* _Given request_
Can you copy the listing below line for line, with no changes?

-- Begin Exercise inputs --

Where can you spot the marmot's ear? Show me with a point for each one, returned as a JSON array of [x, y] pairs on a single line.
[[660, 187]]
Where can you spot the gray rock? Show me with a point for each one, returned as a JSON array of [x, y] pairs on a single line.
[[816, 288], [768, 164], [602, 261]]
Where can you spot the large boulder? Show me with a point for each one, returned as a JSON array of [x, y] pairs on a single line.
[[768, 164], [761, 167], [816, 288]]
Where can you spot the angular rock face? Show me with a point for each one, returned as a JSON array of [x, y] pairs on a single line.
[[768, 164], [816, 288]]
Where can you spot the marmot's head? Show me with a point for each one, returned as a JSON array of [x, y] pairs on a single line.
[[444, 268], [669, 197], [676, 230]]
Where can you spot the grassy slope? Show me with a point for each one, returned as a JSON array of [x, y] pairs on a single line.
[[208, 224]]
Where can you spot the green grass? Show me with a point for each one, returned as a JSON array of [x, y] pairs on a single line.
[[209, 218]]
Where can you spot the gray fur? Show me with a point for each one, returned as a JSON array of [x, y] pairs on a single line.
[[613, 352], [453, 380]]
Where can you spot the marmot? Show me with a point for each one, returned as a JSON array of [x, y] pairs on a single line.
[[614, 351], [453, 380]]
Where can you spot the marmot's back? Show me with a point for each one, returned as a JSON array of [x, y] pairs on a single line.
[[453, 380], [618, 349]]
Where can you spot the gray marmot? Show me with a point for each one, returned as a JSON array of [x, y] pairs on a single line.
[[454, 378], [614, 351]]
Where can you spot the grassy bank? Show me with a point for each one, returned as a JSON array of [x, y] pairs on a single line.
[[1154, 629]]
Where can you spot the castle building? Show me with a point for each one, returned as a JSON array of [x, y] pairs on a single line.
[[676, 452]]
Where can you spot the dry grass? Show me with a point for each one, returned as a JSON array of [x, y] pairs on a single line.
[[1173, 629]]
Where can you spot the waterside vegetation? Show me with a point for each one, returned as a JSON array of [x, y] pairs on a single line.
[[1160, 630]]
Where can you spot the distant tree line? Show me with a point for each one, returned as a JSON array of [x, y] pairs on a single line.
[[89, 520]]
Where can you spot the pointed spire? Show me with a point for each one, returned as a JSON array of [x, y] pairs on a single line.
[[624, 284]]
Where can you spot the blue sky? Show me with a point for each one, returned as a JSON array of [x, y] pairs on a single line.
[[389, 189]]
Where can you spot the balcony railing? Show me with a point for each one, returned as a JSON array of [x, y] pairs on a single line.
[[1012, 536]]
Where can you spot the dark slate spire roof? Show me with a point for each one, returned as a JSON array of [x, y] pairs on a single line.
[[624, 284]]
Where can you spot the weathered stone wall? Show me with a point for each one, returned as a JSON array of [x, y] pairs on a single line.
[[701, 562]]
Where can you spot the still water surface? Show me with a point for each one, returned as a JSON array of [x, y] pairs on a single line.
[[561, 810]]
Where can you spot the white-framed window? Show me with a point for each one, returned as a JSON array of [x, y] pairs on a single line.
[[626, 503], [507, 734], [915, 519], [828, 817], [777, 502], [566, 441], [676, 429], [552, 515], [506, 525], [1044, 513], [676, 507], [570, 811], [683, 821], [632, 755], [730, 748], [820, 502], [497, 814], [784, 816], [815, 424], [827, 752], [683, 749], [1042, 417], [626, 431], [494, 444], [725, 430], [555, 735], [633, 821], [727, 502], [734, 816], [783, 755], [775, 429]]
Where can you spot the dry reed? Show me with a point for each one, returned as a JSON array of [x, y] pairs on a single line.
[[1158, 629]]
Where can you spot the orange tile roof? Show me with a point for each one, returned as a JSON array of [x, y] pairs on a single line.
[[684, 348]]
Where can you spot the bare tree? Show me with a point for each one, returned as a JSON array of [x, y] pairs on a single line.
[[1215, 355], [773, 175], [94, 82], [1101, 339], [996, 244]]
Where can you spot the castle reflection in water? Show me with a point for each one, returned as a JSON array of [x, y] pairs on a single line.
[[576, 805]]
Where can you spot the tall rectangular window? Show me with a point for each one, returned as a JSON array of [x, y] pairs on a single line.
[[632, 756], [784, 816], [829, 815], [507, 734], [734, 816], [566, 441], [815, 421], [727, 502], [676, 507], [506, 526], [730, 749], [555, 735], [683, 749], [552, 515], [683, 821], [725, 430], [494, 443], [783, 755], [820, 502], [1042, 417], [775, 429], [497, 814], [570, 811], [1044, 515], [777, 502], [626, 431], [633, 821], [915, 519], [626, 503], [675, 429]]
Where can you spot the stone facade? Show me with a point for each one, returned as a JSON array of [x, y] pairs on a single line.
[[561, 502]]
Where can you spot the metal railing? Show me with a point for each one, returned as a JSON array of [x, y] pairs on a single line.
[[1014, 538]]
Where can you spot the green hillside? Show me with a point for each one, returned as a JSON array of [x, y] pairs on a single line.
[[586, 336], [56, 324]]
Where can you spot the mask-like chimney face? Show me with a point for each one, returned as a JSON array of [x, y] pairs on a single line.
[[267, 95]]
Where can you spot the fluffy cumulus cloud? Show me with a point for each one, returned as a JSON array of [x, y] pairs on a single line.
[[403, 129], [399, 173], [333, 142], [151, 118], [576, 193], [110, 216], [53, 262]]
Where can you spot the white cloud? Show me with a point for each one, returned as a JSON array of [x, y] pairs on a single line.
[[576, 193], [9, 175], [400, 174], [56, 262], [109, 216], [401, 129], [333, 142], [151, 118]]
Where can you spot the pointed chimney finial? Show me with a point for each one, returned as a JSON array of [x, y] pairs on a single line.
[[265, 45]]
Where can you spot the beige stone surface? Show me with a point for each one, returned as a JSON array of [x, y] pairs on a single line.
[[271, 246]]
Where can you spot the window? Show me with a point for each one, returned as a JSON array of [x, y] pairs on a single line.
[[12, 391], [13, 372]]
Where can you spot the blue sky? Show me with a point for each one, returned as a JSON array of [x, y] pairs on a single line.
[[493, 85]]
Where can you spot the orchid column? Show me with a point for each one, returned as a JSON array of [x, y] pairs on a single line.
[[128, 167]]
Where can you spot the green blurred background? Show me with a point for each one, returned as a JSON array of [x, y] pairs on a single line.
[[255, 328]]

-- End Exercise inputs --

* _Finished answer_
Where can you spot the marmot's ear? Show me with a point for each one, returned as a JSON array of [x, y] pairs on a single line.
[[660, 187]]
Where can you spot the gray rock? Show me with a point for each one, returned as a JSON array of [x, y] pairs on a single line.
[[816, 288], [768, 164], [602, 261]]
Where can you spot the large boulder? Show me with a point for each one, returned as a JSON array of [x, y] pairs on a single line.
[[768, 164], [761, 167], [816, 288]]
Where can you spot the angular rock face? Show me with a point for each one, returned as a JSON array of [x, y] pairs on a single line.
[[768, 164], [816, 288]]
Where can you spot the marmot's head? Show me with a point for each one, returned as a JSON array of [x, y] pairs on a single line.
[[444, 268], [669, 197], [676, 230]]
Where can you spot the grassy slope? Show me with a point for each one, returned as a JSON array of [x, y] pairs on a single line.
[[208, 224]]
Where can you spot the green grass? Show me with a point for each one, returned as a JSON array of [x, y] pairs on a single line.
[[209, 218]]
Where can you spot the gray fur? Show me with a point for each one, returned as a JSON array of [x, y] pairs on a single line.
[[613, 352], [453, 380]]
Where can you spot the marmot? Show me with a point for each one, returned as a JSON array of [x, y] pairs on a single line.
[[614, 351], [453, 380]]
Where can you spot the marmot's back? Show me with a point for each one, returned as a JSON array of [x, y] pairs on a single line.
[[453, 380], [618, 349]]
Where can you spot the gray marmot? Show me with a point for each one, returned as a JSON array of [x, y] pairs on a single line.
[[454, 378], [614, 351]]
Where can you spot the grassy bank? Show me with a point for each one, returned as a JSON array of [x, y] pairs on a single line.
[[1154, 629]]
Where can you spot the castle building? Show me with a point for each one, returned as a JSON array of [x, y] pairs on a single line.
[[676, 452]]
Where can you spot the dry grass? Show me with a point for each one, returned as a JSON array of [x, y] pairs on a single line.
[[1173, 629]]
Where can you spot the waterside vegetation? Show me with a point for each one, returned as a JSON array of [x, y] pairs on a single line.
[[1160, 630]]
Where can you spot the distant tree line? Show me with a point for each one, returned as a JSON array of [x, y] pairs on a single line.
[[89, 520]]
Where can you spot the pointed spire? Show me with a point for each one, returned as a JSON array of [x, y] pairs on a single line.
[[624, 284]]
Where can you spot the blue sky? Show me with a point for each one, returned as a JSON array of [x, y] pairs on a single line.
[[389, 189]]
Where can you spot the balcony railing? Show me with a point for each one, returned as a JSON array of [x, y] pairs on a single line.
[[1012, 536]]
Where can you spot the dark slate spire roof? Show me with a point for each one, returned as a JSON array of [x, y] pairs on a single line.
[[624, 284]]
Where can you spot the weathered stone wall? Show me with a point for each one, returned as a JSON array of [x, y] pairs on a single line.
[[701, 562]]
Where can you spot the still water surface? Show me with a point for each one, returned as a JSON array of [x, y] pairs on a single line.
[[561, 810]]
Where can you spot the white-framed window? Show me with a point for each one, returned as a JSON array of [x, y] pairs on a single line.
[[626, 503], [507, 734], [915, 519], [828, 817], [777, 502], [566, 441], [676, 429], [552, 515], [506, 525], [1044, 513], [676, 507], [570, 811], [683, 821], [632, 755], [730, 748], [820, 502], [497, 814], [784, 816], [815, 424], [827, 752], [683, 749], [1042, 417], [626, 431], [494, 444], [725, 430], [555, 735], [633, 821], [727, 502], [734, 816], [783, 755], [775, 429]]
Where can you spot the dry reed? Show me with a point for each one, returned as a JSON array of [x, y] pairs on a single line.
[[1158, 629]]
Where can you spot the orange tile roof? Show me with a point for each one, returned as a JSON array of [x, y] pairs on a single line.
[[684, 348]]
Where can you spot the bare tree? Show me with a point for each one, returned as a JSON array of [x, y] pairs on a single line.
[[1215, 355], [773, 175], [94, 82], [1101, 339], [996, 244]]
Where can you spot the castle reflection in water? Show me with a point for each one, returned as a JSON array of [x, y] pairs on a single line.
[[576, 805]]
Where can you spot the tall rectangular window? Show me with a point for each one, returned as a JSON array of [x, y] pairs on a single line.
[[632, 756], [784, 816], [829, 815], [507, 734], [734, 816], [566, 441], [815, 421], [727, 502], [676, 507], [506, 526], [730, 749], [555, 735], [683, 749], [552, 515], [683, 821], [725, 430], [494, 443], [783, 755], [820, 502], [1042, 417], [775, 429], [497, 814], [570, 811], [1044, 515], [777, 502], [626, 431], [633, 821], [915, 519], [626, 503], [675, 429]]
Where can you spot the stone facade? Show me with a point for each one, returned as a JSON array of [x, y] pairs on a single line.
[[561, 502]]
Where can you spot the metal railing? Show me with a point for each one, returned as a JSON array of [x, y] pairs on a single line.
[[1014, 538]]
Where can you spot the green hillside? Show me with a point for each one, returned as a JSON array of [x, y] pairs on a single line.
[[586, 336], [56, 324]]
Where can you spot the mask-like chimney face? Show me with a point for each one, returned as a JSON array of [x, y] pairs on a single line.
[[267, 95]]
Where can you spot the fluffy cumulus cloud? Show me with a point for each one, returned as a JSON array of [x, y] pairs on a single line.
[[403, 129], [399, 173], [333, 142], [151, 118], [576, 193], [110, 216], [53, 262]]
Where can you spot the white cloud? Show me with a point for each one, returned as a JSON array of [x, y] pairs on a single line.
[[576, 193], [9, 175], [400, 174], [56, 262], [109, 216], [401, 129], [333, 142], [151, 118]]
Where can you spot the pointed chimney finial? Show me with a point for each one, returned as a JSON array of [x, y] pairs on a single line.
[[265, 45]]
Where can you spot the beige stone surface? Show me with a point for each one, returned as a JSON array of [x, y] pairs on a single line.
[[271, 246]]
Where can you spot the window? Show me with a point for each one, returned as a JSON array of [x, y] pairs on a single line.
[[12, 391], [13, 372]]
Where can you spot the blue sky? Show me with a point for each one, returned as a JSON array of [x, y] pairs on a single line.
[[493, 85]]
Where can you spot the orchid column? Show me with a point for each one, returned as a JSON array of [x, y] pairs on a single line.
[[128, 167]]
Where can you spot the green blurred background? Show me with a point for each one, returned as a JSON array of [x, y] pairs on a single line.
[[255, 328]]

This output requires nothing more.